Exercises to complete:
A – In the betta feeding thread, how are the New Life Spectrum Betta Formula pellets described?
B – Rewrite the stretch of the betta feeding thread from "## elijahfeathers (Oct" through "saw this thread.", putting "container" wherever "jar" appears.

I read somewhere that fish and horses don't have an "I'm full" off switch to tell them to stop eating. Don't know if that's true, but bettas certainly always seem frantically hungry, don't they?


----------



## elijahfeathers (Oct 15, 2010)

Grundylady said:


> How BIG are your pellets. I bought these "New Life Spectrum Betta Formula" and they are "1mm semi-floating pellets" I can't imagine that 2 or 3 is enough. The jar does not say.
> 
> I was just coming to ask how many how often when I saw this thread.
> 
> Bo just came home to us yesterday and always looks hungry. As a matter of fact he is always poking at the gravel trying to find food, and biting things.



That's actually the same brand I'm using now. Calder adores it-- he hardly touched the pellets I had before. But these ones he's all over like white on rice. Especially when they start to sink-- he chases them like mad!
The thing with him is that it feels like some of them are bigger than others. Some seem to be the size of his old pellets-- but otehrs seem to be like. Half that size.

I think I'll stick with maybe giving him three or four in the morning, and three or four at night.


----------



## Renee S (Jan 10, 2011)

Supplied material:
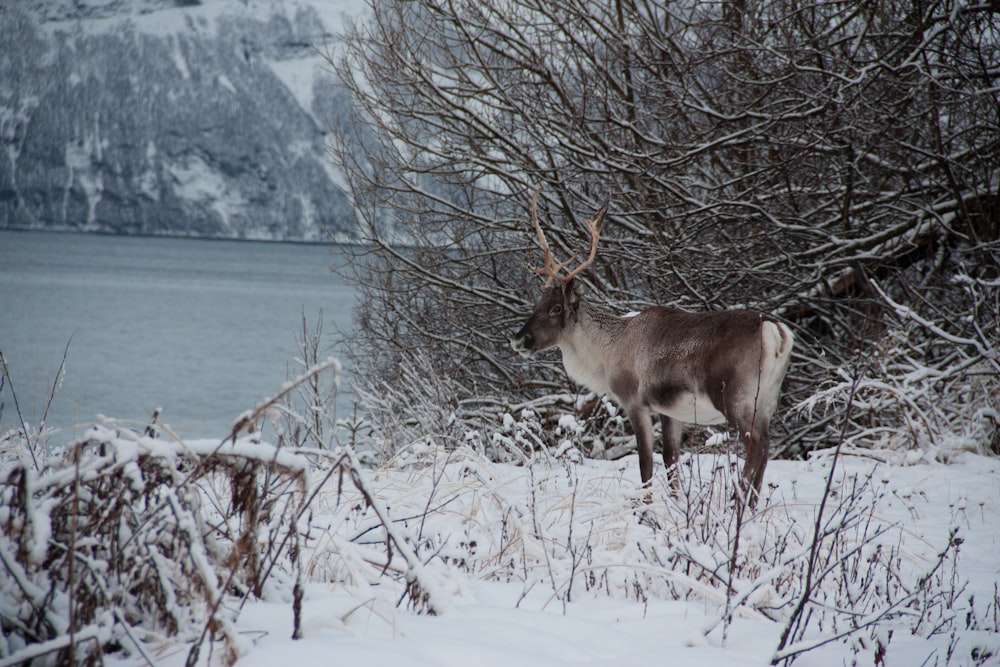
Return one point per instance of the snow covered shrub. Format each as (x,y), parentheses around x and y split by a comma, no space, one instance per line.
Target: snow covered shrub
(931,382)
(132,532)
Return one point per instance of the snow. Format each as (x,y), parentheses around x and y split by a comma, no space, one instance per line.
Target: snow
(491,615)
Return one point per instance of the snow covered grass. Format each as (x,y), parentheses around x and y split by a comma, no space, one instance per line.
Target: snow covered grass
(258,550)
(558,561)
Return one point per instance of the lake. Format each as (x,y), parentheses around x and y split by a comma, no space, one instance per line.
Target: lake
(203,329)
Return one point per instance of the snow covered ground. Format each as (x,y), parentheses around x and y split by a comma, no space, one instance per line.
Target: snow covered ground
(559,563)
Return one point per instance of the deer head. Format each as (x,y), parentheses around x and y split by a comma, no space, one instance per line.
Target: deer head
(555,313)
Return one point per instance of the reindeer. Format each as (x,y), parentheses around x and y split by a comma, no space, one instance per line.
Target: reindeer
(695,368)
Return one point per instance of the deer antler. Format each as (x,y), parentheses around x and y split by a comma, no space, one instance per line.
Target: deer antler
(551,267)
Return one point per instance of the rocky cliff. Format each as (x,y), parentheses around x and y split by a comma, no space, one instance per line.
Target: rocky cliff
(170,117)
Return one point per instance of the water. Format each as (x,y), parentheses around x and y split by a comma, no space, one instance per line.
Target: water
(202,329)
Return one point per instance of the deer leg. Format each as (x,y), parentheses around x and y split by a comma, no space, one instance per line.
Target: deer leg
(758,451)
(643,428)
(671,449)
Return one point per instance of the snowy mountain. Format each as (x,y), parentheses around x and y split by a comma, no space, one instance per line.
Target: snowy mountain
(170,117)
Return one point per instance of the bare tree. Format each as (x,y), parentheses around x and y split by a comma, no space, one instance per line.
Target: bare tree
(834,163)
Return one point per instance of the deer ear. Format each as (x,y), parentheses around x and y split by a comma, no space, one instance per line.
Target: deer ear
(573,290)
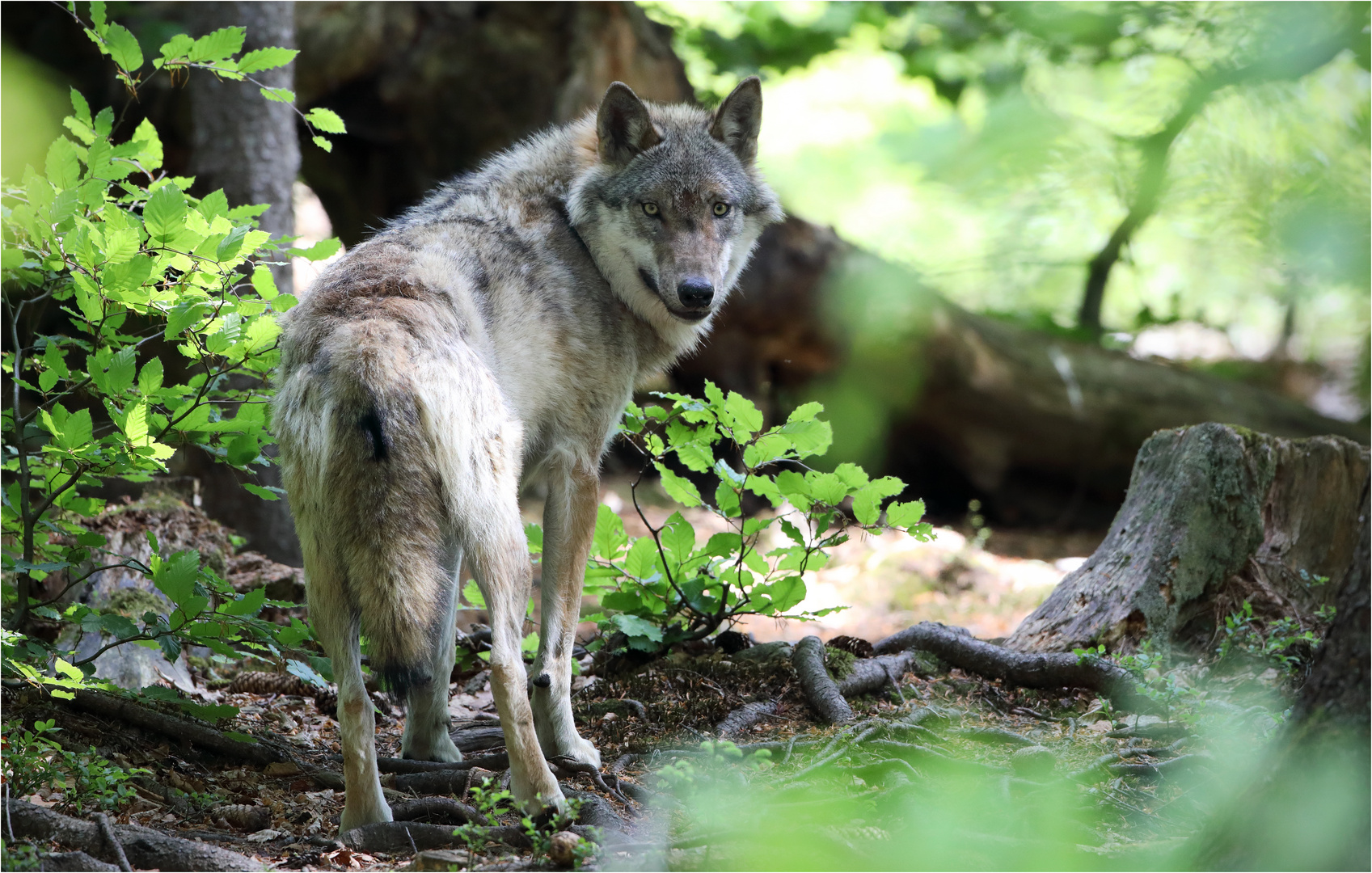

Task solutions:
A – They are described as "1mm semi-floating pellets."

B –
## elijahfeathers (Oct 15, 2010)

Grundylady said:


> How BIG are your pellets. I bought these "New Life Spectrum Betta Formula" and they are "1mm semi-floating pellets" I can't imagine that 2 or 3 is enough. The container does not say.
> 
> I was just coming to ask how many how often when I saw this thread.